Aim of the exercise: Please return every entry below word for word, leaving out the pictures.

Data to process:
-- begin --

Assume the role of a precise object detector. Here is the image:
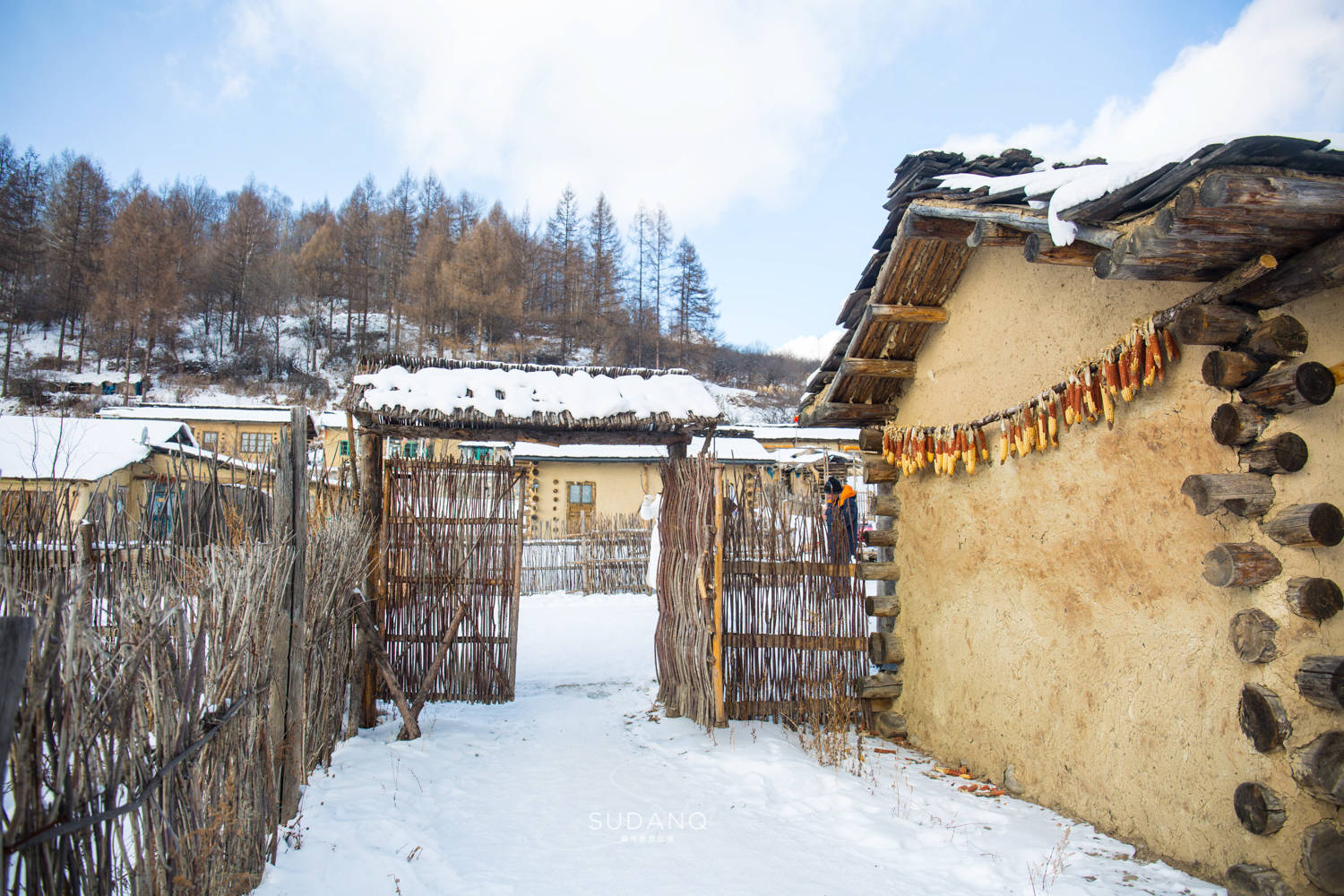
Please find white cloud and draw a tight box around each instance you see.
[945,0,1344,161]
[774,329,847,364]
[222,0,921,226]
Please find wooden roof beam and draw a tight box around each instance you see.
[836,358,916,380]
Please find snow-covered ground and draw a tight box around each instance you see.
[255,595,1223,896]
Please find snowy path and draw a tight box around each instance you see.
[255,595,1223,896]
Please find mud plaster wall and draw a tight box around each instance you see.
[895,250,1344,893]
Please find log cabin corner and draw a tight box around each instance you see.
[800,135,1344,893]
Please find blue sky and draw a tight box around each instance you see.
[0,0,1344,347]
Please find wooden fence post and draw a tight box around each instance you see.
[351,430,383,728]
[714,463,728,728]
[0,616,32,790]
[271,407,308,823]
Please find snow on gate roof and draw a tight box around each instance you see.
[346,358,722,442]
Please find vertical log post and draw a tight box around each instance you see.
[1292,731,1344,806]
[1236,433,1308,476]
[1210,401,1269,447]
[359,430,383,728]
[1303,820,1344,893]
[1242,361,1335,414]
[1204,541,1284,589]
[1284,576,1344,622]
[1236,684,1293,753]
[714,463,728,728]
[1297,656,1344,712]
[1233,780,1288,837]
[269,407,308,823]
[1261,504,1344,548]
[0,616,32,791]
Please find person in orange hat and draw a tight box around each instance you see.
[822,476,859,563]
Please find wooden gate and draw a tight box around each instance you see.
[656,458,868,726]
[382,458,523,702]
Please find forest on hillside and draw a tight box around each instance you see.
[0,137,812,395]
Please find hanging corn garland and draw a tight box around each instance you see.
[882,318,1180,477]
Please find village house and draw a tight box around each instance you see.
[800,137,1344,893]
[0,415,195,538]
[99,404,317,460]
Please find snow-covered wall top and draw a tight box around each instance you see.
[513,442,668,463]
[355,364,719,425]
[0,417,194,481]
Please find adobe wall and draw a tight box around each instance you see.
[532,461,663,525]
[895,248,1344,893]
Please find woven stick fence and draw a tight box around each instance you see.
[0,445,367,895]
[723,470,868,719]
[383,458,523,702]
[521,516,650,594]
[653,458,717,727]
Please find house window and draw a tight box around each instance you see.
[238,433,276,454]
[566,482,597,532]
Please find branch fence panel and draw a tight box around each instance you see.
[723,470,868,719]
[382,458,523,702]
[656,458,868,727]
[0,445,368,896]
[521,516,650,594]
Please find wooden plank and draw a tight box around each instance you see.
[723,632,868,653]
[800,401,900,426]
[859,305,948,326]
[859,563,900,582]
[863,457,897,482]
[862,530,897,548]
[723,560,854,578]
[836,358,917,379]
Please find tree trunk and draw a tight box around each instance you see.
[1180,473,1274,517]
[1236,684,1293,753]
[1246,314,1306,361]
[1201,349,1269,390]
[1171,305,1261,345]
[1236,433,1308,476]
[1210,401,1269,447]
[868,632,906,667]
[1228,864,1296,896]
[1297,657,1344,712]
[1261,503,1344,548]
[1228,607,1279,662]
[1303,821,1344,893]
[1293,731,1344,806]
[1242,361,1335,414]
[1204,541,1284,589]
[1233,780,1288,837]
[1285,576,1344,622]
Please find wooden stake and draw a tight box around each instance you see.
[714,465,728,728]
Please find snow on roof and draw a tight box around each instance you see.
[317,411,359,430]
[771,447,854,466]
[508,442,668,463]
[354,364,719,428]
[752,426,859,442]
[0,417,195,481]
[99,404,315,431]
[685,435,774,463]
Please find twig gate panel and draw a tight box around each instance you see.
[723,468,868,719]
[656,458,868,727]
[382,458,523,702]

-- end --

Output below:
Assume the role of a precise object detector. Here is the image:
Please find white cloud and draw a tight box around each instance you see.
[945,0,1344,161]
[774,329,847,364]
[222,0,921,226]
Please find wooden roof beam and draw a tight box around each instance you see.
[836,358,916,380]
Please find snow-covered ground and draw a tight box around each instance you see.
[255,595,1223,896]
Please find snowy path and draw a tight box around each instance you see.
[255,595,1223,896]
Please find mud plaster wall and draw a tight box around each instance you see.
[895,250,1344,893]
Please find log cabin corner and draw a tight box around each instance you see.
[800,135,1344,893]
Please find blue sky and draw a tight box around each instance you see.
[0,0,1344,347]
Please find wooden fence post and draw a tight box around each instance you see.
[351,430,383,728]
[714,463,728,728]
[0,616,32,790]
[271,407,308,823]
Please find snow on gate roof and draw a tight box around each instance you see.
[346,358,722,442]
Please find vertical log post and draw a tight box around each instance you see.
[1292,731,1344,806]
[1236,433,1308,476]
[1210,401,1269,447]
[359,430,383,728]
[1303,820,1344,893]
[1242,361,1335,414]
[1204,541,1284,589]
[1284,576,1344,622]
[1236,684,1293,753]
[714,463,728,728]
[1297,656,1344,712]
[1233,780,1288,837]
[269,407,308,823]
[1261,504,1344,548]
[0,616,32,791]
Please find person in orange hat and draw a tight box around each instance you see.
[822,476,859,563]
Please find wooden gate and draw a tight box around each instance you see.
[656,458,868,726]
[382,458,523,702]
Please find forest on hillside and draw a tight box around each instance you see.
[0,137,812,395]
Please find hanging corn garland and draw a tight box around each instance you see.
[882,318,1180,477]
Please find village house and draw a tight box around each instance you see.
[800,137,1344,893]
[0,415,195,538]
[99,404,317,460]
Please find snow-covered wall top and draw a tight box around each instance you see.
[513,442,668,463]
[355,364,719,425]
[0,417,194,481]
Please find adobe wall and draw a tight box around each instance you see.
[532,461,663,525]
[895,248,1344,893]
Please find woven stick fence and draw a tight box around each instance you see.
[0,445,367,895]
[723,470,868,719]
[383,458,523,702]
[521,516,650,594]
[653,458,717,727]
Please find house window and draw a tight box around each instance you see.
[238,433,276,454]
[566,482,597,532]
Please find branch fence panel and draw a tight box around each instance you see.
[723,470,868,719]
[382,458,523,702]
[656,458,868,727]
[0,445,368,896]
[521,516,650,594]
Please find wooden plank and draw a tight box around each instance you see.
[723,632,868,653]
[800,401,900,426]
[859,305,948,326]
[859,563,900,582]
[863,457,897,482]
[862,530,897,548]
[723,560,854,578]
[836,358,917,379]
Please find tree trunk and draw a tight box around each instance you see.
[1180,473,1274,517]
[1236,684,1293,753]
[1246,314,1306,361]
[1201,349,1269,390]
[1171,305,1261,345]
[1236,433,1308,476]
[1210,401,1269,447]
[868,632,906,667]
[1228,864,1296,896]
[1297,657,1344,712]
[1261,503,1344,548]
[1228,607,1279,662]
[1303,821,1344,893]
[1293,731,1344,806]
[1242,361,1335,414]
[1204,541,1284,589]
[1233,780,1288,837]
[1285,576,1344,622]
Please find wooden stake and draw a tight box around each instance you see.
[714,465,728,728]
Please find snow on roof and draw a tight box around each instance you see.
[317,411,359,430]
[771,447,854,466]
[508,442,668,463]
[354,364,719,428]
[752,426,859,442]
[0,417,195,481]
[99,404,315,431]
[685,435,774,463]
Please find twig gate panel and draw a tight box around each instance you see.
[723,468,868,719]
[656,458,868,727]
[382,458,523,702]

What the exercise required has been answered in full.